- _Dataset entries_
*** Block opens ***

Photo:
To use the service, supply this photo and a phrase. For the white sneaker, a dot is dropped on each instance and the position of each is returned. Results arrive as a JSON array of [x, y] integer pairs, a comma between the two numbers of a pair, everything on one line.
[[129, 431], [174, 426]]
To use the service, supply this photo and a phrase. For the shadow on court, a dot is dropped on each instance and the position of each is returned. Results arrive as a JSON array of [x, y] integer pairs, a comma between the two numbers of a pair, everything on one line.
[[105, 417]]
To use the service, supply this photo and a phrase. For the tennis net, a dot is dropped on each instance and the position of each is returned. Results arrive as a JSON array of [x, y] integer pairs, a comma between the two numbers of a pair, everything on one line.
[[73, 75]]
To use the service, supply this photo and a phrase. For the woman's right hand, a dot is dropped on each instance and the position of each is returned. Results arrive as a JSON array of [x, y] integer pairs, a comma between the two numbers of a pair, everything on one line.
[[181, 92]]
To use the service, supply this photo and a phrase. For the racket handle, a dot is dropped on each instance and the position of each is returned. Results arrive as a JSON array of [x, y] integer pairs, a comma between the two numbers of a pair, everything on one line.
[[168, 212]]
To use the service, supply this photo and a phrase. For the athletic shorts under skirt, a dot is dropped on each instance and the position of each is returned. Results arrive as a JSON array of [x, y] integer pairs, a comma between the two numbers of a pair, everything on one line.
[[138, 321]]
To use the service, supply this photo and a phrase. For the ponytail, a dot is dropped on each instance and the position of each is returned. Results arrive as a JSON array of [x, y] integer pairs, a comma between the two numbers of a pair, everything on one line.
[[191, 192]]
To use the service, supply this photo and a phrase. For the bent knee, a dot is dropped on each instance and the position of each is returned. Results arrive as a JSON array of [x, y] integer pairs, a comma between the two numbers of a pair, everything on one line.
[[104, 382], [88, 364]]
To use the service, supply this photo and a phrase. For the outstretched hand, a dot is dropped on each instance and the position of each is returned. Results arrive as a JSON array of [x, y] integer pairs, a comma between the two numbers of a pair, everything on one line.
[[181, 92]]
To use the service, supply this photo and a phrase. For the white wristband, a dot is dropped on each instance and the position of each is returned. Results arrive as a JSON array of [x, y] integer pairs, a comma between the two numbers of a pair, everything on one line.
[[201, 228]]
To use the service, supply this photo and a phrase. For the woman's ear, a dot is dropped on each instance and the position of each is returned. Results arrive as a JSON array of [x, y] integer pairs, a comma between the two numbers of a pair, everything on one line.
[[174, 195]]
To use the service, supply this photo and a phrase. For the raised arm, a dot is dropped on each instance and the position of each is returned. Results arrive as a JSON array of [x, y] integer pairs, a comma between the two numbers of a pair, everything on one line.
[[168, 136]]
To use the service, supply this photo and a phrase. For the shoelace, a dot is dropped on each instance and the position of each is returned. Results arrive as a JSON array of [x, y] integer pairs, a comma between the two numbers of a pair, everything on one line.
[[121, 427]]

*** Block closes ***

- _Required work_
Set down an exact copy of the entries above.

- _Solution_
Photo:
To use the service, supply this photo and a phrase. For the white sneaker, a dot is dropped on each instance and the position of each is returned. Results arrive as a JSON array of [x, y] integer pairs, a comma between the two numbers of a pair, everything on one line.
[[129, 431], [174, 426]]
To use the service, supply this photo and a phrase. For the shadow on court, a dot is dropped on each instance and the position of each is returned. Results arrive as a JSON array of [x, y] integer pairs, a comma between the two numbers of a pair, everything on one line.
[[105, 417]]
To use the service, supply this photo and a phrase. For the tennis net, a dot is dropped on each instance and the position of each is returned. Results arrive as a JSON array of [x, y] integer pairs, a comma between the two numbers of a pair, everything on one line.
[[73, 75]]
To use the service, supply this photo and a phrase. For the woman's right hand, a dot is dropped on each instance and the position of each is returned. Results arrive as a JSON array of [x, y] integer pairs, a comma between the two numbers of a pair, everything on one line.
[[181, 92]]
To use the service, supply this photo and a phrase. For the racket handle, a dot is dropped on each instance and the position of each is returned. Results arrive as a JSON array of [x, y] integer pairs, a comma between the two numbers of a pair, everything on one line.
[[168, 212]]
To use the service, supply this photo and a phrase. For the athletic shorts under skirt, a dot is dropped on each instance and the position of each is returned. Results arrive as a JSON array of [x, y] integer pairs, a comma between the two numbers of a pair, everything on one line.
[[138, 321]]
To use the service, supply this photo and a phrase. For the ponytail, a dot is dropped on each instance and the position of each is returned. Results arrive as a JSON array of [x, y] integer pairs, a comma between the two numbers of a pair, everything on one line.
[[191, 192]]
To use the service, supply this photo and a phrase. For the bent knee, a dot is dropped on each instance and the position of each is returned. Results arrive as a JSON array of [x, y] integer pairs, a comma between the two numbers of a pair, everything on one line.
[[104, 382], [88, 364]]
To use the service, supply this photo and a phrase. For the outstretched hand, a dot is dropped on each instance and the position of each is returned. Results arrive as a JSON array of [x, y] integer pairs, a comma between the two numbers of a pair, everything on one line.
[[181, 92]]
To use the service, supply this photo and a phrase. For the white wristband, a dot is dropped on each instance and the position of each is returned. Results arrive as a JSON array of [x, y] integer pairs, a comma between the two numbers of a pair, everything on one line.
[[201, 228]]
To use the service, supply this photo and a phrase. For the woman's ear, a dot is dropped on each instance and the position of each is returned. Results arrive as a JSON array of [x, y] integer pairs, a comma between the two numbers of a pair, everything on one line.
[[174, 195]]
To use the service, supply this photo and a phrase. For the raised arm, a dot is dropped on each instance and the position of each is returned. Results arrive as a JSON array of [x, y] integer pairs, a comma between the two numbers of a pair, everything on one line.
[[168, 136]]
To use the service, supply this photo and a phrase. For the shoelace, a dot is dropped on each instance and the position of each is returned. Results arrive as a JSON array of [x, y] integer pairs, a comma between the two numbers of a pair, everything on one line.
[[121, 427]]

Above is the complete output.